STATED PROBLEM: How many of the lines below contain the word "blonde"? Reply with the number only.

[Location labeling records]
§ §

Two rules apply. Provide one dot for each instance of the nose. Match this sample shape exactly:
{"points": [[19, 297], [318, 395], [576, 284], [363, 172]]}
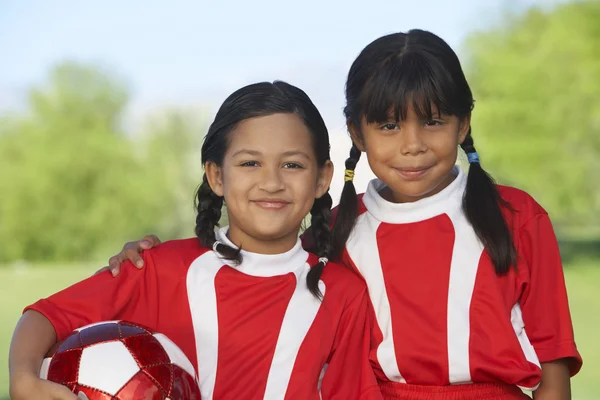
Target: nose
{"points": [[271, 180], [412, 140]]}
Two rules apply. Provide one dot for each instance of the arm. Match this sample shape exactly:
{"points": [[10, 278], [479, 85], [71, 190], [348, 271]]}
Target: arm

§ §

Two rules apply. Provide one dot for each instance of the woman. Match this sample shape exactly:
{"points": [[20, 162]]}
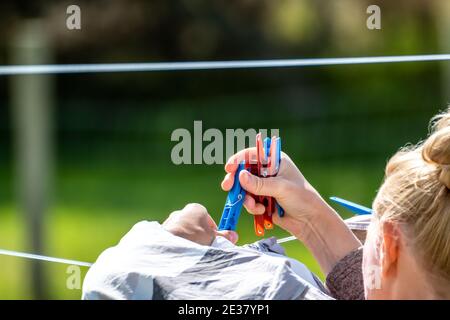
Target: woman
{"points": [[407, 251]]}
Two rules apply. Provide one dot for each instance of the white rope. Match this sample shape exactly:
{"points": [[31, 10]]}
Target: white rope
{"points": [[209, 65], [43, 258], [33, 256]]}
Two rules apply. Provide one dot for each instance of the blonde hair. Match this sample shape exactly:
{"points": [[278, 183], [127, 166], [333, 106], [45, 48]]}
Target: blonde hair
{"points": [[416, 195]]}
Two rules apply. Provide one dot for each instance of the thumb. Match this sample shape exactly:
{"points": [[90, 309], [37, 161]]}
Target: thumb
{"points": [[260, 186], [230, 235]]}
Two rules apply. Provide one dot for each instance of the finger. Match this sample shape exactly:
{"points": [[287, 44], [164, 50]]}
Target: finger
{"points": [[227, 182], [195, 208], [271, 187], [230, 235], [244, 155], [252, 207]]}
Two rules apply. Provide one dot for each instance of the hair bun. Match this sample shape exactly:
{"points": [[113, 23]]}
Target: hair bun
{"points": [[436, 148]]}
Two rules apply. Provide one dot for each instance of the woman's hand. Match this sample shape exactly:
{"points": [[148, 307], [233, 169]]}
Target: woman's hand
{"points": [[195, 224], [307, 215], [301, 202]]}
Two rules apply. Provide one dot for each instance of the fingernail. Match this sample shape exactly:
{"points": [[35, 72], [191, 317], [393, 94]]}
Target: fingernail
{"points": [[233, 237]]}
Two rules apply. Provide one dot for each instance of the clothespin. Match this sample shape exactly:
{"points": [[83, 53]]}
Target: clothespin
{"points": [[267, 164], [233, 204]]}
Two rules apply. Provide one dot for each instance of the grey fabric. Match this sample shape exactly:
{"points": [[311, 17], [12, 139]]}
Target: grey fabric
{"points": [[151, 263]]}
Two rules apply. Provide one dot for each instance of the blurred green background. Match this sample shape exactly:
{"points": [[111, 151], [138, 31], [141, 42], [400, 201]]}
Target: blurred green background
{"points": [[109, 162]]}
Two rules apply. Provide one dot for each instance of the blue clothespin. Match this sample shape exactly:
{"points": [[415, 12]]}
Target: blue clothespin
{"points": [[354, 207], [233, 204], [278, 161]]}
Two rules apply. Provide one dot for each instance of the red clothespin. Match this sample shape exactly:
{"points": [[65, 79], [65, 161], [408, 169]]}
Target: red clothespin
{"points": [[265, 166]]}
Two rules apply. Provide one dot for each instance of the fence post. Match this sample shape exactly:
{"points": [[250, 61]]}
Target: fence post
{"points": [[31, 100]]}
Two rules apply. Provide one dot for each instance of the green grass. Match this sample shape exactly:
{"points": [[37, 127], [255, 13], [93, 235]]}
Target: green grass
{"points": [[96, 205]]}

§ §

WRITTEN SOLUTION: 2